AIM OF THE EXERCISE >> Arrange the data between the lines holding "Mark the decorative" and "point(187, 163)", inclusive, as a two-column CSV with the columns text and answer. Give one row for each text with its answer, put each field in quotes, and replace line breaks with spaces.

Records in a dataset
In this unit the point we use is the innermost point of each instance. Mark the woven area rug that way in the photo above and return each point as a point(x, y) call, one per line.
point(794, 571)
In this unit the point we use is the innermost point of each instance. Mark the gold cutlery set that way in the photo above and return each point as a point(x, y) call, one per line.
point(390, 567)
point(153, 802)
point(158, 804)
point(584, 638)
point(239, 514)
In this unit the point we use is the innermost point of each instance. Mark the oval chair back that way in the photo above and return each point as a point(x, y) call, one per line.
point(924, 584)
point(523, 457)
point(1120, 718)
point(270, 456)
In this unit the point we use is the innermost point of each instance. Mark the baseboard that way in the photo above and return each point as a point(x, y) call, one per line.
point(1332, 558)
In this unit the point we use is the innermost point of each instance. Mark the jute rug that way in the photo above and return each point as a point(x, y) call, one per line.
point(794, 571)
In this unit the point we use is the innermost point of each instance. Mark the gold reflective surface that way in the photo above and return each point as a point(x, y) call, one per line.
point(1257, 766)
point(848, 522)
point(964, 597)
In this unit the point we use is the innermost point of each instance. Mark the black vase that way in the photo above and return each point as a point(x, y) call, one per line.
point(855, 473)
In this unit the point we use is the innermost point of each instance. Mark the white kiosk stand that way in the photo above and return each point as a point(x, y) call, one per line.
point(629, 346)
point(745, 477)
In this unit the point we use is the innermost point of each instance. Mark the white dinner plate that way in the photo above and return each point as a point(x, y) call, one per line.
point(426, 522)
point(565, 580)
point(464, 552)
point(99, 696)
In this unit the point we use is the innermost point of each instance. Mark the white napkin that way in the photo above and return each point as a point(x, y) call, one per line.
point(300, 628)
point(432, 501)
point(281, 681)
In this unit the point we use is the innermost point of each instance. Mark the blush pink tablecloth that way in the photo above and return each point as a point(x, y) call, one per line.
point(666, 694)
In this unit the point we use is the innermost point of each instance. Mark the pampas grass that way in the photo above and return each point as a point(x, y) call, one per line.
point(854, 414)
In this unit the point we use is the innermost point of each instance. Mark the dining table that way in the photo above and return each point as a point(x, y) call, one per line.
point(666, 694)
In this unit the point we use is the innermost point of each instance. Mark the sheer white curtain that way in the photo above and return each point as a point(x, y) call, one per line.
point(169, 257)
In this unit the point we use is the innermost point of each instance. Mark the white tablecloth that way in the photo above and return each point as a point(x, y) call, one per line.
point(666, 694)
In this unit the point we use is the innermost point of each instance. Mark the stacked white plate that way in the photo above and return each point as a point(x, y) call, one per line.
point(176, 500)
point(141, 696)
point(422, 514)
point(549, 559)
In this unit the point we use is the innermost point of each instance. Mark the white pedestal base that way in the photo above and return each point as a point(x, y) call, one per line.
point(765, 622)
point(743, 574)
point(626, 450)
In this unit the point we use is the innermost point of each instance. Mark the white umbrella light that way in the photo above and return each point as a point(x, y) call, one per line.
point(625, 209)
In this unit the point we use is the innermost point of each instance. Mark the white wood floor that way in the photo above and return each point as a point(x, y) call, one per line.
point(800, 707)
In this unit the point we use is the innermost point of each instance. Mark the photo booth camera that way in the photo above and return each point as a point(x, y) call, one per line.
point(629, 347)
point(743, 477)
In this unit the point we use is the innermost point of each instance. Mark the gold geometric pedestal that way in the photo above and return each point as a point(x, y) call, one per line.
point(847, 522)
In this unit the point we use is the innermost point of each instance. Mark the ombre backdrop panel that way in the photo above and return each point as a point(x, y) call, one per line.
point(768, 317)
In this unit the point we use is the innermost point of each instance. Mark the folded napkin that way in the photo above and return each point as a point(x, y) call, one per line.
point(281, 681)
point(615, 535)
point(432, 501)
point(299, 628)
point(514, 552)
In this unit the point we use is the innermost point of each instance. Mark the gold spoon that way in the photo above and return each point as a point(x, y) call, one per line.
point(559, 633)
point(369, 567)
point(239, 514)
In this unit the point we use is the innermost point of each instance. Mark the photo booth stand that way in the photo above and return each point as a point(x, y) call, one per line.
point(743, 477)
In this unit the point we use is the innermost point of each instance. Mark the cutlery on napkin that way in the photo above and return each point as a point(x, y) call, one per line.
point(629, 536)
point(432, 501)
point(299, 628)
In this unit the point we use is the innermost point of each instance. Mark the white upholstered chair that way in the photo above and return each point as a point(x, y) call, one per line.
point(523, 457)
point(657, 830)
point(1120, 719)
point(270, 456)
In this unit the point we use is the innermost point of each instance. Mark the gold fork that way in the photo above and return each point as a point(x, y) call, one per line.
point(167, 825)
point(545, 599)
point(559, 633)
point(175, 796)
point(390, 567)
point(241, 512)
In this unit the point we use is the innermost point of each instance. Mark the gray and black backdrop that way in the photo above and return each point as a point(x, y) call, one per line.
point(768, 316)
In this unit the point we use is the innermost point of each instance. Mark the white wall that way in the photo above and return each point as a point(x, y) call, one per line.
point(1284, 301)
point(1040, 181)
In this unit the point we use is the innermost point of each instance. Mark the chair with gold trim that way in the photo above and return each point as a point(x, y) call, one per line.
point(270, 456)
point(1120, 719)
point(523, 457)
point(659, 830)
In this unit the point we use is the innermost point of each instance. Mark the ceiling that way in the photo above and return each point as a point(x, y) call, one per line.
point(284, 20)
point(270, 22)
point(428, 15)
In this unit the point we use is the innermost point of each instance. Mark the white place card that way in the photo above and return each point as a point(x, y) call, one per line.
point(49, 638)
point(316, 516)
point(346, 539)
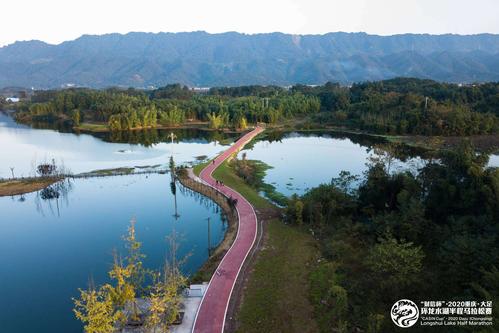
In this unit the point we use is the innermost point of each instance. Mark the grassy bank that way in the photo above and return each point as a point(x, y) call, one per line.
point(276, 297)
point(16, 187)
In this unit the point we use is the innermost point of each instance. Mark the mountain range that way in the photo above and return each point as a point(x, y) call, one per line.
point(201, 59)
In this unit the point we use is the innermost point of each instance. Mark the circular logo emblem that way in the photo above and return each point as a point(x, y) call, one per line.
point(405, 313)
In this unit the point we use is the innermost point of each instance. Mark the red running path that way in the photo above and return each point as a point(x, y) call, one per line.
point(210, 317)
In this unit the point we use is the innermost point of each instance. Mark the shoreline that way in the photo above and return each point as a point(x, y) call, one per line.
point(20, 186)
point(205, 272)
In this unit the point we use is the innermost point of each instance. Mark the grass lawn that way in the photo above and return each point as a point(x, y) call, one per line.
point(227, 175)
point(276, 298)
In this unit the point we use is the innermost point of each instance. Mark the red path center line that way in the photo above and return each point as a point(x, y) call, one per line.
point(210, 317)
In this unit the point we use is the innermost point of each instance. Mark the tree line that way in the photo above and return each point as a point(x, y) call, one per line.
point(433, 235)
point(397, 106)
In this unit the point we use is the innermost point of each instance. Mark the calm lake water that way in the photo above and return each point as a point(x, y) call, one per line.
point(50, 248)
point(301, 161)
point(23, 148)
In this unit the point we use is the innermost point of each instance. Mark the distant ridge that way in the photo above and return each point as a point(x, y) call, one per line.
point(201, 59)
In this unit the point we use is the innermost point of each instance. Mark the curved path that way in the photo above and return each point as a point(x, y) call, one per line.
point(210, 317)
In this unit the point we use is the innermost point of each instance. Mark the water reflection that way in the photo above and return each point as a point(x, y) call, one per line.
point(304, 160)
point(22, 148)
point(52, 241)
point(53, 195)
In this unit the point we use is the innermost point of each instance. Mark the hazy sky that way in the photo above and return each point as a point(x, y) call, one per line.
point(54, 21)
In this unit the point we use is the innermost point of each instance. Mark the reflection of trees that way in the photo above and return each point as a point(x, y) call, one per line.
point(148, 137)
point(52, 195)
point(206, 202)
point(400, 151)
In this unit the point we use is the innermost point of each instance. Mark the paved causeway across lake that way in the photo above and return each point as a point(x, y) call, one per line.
point(213, 309)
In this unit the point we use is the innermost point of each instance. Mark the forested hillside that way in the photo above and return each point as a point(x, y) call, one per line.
point(206, 60)
point(397, 106)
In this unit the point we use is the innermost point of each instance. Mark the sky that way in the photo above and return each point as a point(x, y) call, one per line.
point(55, 21)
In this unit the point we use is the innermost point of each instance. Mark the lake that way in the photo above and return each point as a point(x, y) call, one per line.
point(301, 161)
point(53, 242)
point(51, 247)
point(23, 148)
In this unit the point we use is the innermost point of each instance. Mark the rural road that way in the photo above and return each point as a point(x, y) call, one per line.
point(211, 314)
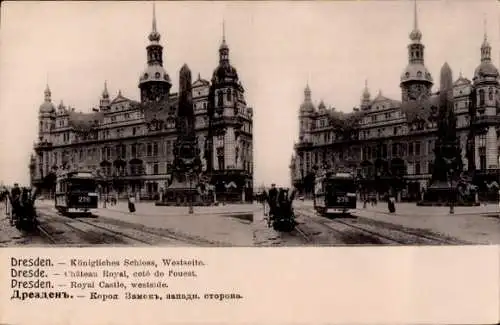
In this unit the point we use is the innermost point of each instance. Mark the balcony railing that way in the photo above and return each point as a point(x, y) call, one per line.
point(487, 119)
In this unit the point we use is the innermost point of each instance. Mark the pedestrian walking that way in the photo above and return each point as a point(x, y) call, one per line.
point(391, 204)
point(131, 203)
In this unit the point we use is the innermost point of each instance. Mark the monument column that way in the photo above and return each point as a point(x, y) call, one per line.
point(491, 148)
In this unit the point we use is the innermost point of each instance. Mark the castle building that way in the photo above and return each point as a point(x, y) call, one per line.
point(130, 145)
point(385, 138)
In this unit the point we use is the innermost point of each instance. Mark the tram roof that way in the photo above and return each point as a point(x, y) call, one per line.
point(76, 174)
point(331, 174)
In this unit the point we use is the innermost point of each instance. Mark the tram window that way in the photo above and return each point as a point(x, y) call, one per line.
point(83, 185)
point(341, 185)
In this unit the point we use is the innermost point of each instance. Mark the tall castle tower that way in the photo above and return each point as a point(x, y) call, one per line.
point(416, 80)
point(306, 118)
point(365, 97)
point(104, 102)
point(227, 101)
point(485, 83)
point(46, 118)
point(154, 82)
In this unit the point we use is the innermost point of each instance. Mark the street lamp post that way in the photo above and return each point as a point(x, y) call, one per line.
point(191, 194)
point(450, 173)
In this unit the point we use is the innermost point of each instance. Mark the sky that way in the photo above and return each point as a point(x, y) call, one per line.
point(277, 48)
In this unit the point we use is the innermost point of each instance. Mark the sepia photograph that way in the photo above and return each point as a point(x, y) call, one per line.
point(383, 129)
point(134, 130)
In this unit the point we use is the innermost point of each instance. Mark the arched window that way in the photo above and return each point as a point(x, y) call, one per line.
point(481, 97)
point(220, 98)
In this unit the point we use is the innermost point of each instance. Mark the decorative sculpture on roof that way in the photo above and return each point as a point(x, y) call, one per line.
point(448, 163)
point(187, 163)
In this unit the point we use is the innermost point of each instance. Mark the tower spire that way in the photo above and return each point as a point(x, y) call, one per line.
point(415, 16)
point(105, 93)
point(224, 30)
point(485, 47)
point(154, 36)
point(224, 49)
point(485, 23)
point(154, 18)
point(47, 91)
point(415, 34)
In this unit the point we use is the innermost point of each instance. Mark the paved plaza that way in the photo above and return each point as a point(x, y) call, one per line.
point(374, 225)
point(224, 225)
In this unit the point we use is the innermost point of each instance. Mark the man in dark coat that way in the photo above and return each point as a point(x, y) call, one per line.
point(272, 198)
point(15, 195)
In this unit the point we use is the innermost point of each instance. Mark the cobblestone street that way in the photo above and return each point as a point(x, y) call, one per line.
point(410, 225)
point(227, 225)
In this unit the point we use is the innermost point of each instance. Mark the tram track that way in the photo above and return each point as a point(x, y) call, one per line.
point(115, 234)
point(45, 234)
point(155, 237)
point(411, 237)
point(156, 234)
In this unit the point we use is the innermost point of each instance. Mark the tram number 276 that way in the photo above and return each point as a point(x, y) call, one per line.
point(83, 199)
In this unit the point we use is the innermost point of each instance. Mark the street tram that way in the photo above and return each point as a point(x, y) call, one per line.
point(76, 192)
point(334, 193)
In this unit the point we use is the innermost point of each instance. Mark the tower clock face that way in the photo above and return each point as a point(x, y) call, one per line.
point(186, 151)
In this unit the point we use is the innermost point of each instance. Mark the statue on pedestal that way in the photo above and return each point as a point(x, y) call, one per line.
point(448, 165)
point(183, 190)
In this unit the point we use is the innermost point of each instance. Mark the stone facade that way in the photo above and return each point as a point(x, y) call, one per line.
point(387, 134)
point(128, 145)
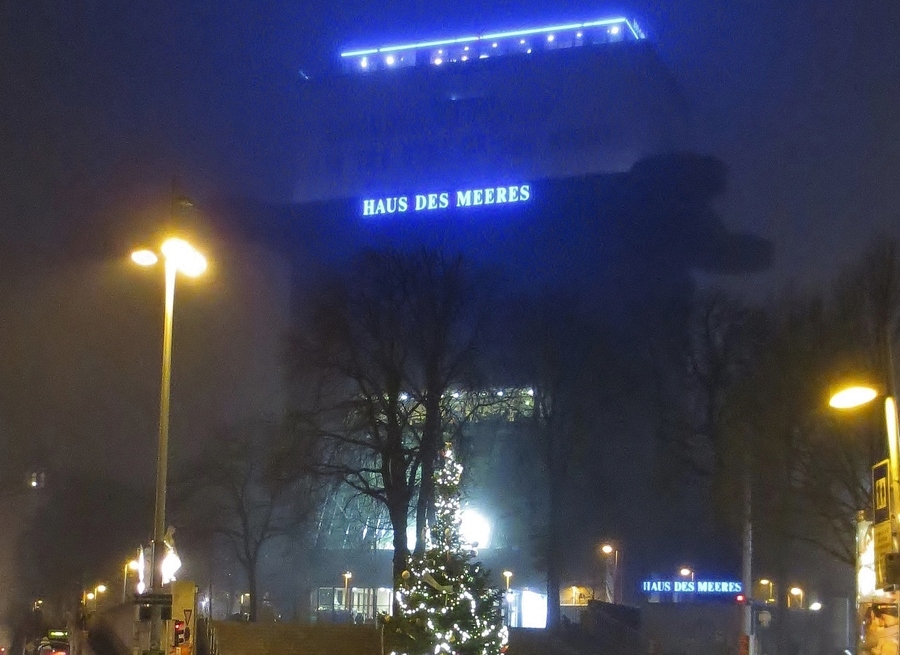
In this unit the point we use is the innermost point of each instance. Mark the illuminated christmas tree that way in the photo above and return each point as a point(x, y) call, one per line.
point(446, 602)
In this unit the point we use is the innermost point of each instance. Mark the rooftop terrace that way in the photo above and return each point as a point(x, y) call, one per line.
point(522, 42)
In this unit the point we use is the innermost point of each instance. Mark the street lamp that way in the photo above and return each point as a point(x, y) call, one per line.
point(181, 257)
point(855, 396)
point(93, 595)
point(347, 577)
point(612, 586)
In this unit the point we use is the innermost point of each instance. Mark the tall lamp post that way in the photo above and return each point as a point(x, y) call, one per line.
point(347, 577)
point(179, 257)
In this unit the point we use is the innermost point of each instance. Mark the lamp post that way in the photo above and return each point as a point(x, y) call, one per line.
point(93, 595)
point(178, 256)
point(611, 589)
point(347, 577)
point(508, 575)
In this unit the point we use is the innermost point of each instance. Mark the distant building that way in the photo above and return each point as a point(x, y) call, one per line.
point(543, 157)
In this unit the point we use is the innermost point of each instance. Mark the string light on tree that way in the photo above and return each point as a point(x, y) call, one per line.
point(446, 602)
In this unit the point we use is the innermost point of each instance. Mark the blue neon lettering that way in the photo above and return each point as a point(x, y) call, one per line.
point(444, 199)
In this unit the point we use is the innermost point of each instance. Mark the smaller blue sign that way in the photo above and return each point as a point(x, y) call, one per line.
point(692, 586)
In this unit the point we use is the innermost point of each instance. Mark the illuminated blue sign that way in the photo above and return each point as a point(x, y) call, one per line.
point(460, 198)
point(692, 587)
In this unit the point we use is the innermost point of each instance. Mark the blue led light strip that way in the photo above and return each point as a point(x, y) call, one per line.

FULL RESPONSE >>
text,answer
"In this unit the point we use is the innermost point of each instance. Mark the decorative sculpture on roof that way in the photo above and return each point as a point(x, y) call, one per line.","point(448, 163) point(187, 163)"